• Tasks to complete
A. Rewrite the part of the passage on gratitude and regret that begins at "For example, the" and stops after "choice to go out.", changing "restaurant" to "cafe".
B. Translate this sentence from the passage on gratitude and regret into Spanish: "Another way to minimize regret when making a choice is to remove excessively high expectations."

• Passage shown
○ ○ ○ ○
Express More Gratitude and Less Regret
Limiting your options will make the process of choosing easier, for sure. But, if you want to feel better about the process and outcome, you’ll also need to explore how you evaluate the choices.
In many instances, you might either express gratitude or regret when making a choice. And, of course, you will feel better when you focus:
- more on what is good about the choice — what you are grateful for.
- less on your disappointment in the choice — what you regret.
Make sense, right? But you also know it’s not easy to do. So, let’s look at how you can do this in practice.
To see more of what is good in your choices adopt a daily habit of using a gratitude journal. Just before bed write down 5 things, including 1-2 of your choices, that you are grateful for from that day. While your choices may not turn out exactly as you envisioned, you will begin to see what is good about them.
And, to focus less on the regret you might feel, remind yourself in the moment of the following:
- few choices are as life altering as we might think in the moment.
- you don’t really know if a different choice would have led to your imagined outcome.
For example, the food at the restaurant may not have been good. But, on reflection, you might still find you are grateful for the time you spent with your family and friends. That is, rather than focusing on the bad food, you can focus more of what was good about the choice to go out.
Try the above with an example from today.
Remove Excessively High Expectations & Comparisons to Others
Another way to minimize regret when making a choice is to remove excessively high expectations. So, in the example of going out to eat, don’t expect some idealized version of a gathering — perfect food, perfect company, perfect service, etc. Rather, attempt to appreciate the serendipity of the moment.
To do this you’ll also need to explore how you compare yourself to others. Are there any choices you’re currently trying to make based on what you think others have? Maybe you are thinking, “If only I had…, then I would be happy.” Maybe this is prompted by what you see in social media. And, in that case, it might just be illusory, right?
You know trying to make choices based on what others have or what you perceive they have is likely not going to make you feel better. The alternative is to focus on what is important to you and brings meaning to your life. And you can do this by choosing to focus on what you decide is essential.
When you make choices based on this you can “make your highest contribution toward things that really matter to you.” And reduce the number of choices you’re trying to make. Nice, right?!
Learn to Love Structure
Another way to reduce the number of daily choices you need to make is to establish some helpful structures. I know. While structure can be useful for, you may also not like how it feels, right? It may feel too constraining sometimes. So, like many adults with ADHD, you may tend to resist them.
○ ○ ○ ○
• Supplied records
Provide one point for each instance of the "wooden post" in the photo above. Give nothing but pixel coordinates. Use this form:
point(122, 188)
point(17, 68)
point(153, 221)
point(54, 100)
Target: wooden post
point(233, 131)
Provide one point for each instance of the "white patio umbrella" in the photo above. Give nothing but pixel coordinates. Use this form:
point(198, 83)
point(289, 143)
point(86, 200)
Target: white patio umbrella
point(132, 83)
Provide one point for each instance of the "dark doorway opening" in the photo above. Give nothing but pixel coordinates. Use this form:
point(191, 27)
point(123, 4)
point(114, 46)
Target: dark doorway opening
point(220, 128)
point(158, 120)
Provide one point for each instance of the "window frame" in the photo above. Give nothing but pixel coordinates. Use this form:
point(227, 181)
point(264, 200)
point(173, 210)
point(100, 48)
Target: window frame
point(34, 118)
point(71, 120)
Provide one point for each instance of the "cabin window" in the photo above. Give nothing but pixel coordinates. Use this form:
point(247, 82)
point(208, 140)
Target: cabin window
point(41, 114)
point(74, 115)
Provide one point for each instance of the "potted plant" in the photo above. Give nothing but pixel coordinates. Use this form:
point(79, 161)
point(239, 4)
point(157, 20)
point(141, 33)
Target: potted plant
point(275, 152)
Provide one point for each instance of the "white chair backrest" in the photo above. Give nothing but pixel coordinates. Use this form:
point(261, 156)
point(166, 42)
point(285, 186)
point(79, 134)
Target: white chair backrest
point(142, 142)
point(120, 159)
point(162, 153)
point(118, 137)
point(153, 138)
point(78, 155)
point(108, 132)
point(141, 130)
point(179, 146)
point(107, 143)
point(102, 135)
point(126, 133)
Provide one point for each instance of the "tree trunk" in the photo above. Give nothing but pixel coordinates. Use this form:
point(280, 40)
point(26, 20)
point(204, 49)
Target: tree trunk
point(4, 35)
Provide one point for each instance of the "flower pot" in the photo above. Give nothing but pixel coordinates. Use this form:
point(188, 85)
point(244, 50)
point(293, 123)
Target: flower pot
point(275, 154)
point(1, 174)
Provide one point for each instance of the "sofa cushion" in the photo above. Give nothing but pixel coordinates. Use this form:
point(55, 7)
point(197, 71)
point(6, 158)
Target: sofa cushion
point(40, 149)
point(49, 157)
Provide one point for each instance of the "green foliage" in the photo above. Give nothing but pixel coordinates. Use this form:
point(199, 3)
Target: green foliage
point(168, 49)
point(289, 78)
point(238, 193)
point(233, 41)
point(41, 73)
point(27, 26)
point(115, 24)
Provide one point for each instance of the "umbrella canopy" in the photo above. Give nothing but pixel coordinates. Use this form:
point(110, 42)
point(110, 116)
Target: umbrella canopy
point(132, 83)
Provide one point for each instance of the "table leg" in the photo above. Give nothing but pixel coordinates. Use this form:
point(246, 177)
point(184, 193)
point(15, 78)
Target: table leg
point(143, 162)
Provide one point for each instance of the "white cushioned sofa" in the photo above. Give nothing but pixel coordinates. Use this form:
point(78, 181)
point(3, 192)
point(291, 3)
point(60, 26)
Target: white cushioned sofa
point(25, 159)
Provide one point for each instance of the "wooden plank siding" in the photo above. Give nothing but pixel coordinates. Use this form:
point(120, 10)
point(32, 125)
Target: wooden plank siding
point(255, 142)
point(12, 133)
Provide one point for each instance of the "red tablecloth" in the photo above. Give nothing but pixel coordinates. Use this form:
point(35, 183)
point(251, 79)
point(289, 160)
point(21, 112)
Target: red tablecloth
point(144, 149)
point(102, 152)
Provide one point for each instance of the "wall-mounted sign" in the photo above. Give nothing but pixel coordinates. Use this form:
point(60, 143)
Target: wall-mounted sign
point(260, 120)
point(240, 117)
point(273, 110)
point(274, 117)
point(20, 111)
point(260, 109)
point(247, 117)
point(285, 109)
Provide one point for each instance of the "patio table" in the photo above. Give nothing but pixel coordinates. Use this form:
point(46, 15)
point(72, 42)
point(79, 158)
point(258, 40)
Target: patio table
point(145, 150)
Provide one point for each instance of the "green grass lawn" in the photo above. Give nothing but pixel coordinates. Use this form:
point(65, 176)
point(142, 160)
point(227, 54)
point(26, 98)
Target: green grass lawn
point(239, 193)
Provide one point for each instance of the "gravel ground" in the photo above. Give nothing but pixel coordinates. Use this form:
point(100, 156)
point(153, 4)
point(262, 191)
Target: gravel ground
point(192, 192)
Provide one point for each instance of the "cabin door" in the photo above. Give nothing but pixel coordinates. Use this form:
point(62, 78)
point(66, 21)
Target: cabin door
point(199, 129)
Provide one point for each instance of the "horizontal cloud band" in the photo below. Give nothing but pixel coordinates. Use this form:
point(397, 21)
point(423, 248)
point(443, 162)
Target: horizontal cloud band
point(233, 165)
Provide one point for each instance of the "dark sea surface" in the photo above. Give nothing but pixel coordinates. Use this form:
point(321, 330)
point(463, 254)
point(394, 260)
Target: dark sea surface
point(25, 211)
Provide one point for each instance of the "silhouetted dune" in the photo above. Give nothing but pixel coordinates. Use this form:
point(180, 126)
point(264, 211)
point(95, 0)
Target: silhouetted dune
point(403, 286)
○ ○ ○ ○
• List of answers
A.
For example, the food at the cafe may not have been good. But, on reflection, you might still find you are grateful for the time you spent with your family and friends. That is, rather than focusing on the bad food, you can focus more of what was good about the choice to go out.

B. Otra forma de minimizar el arrepentimiento al tomar una decisión es eliminar las expectativas excesivamente altas.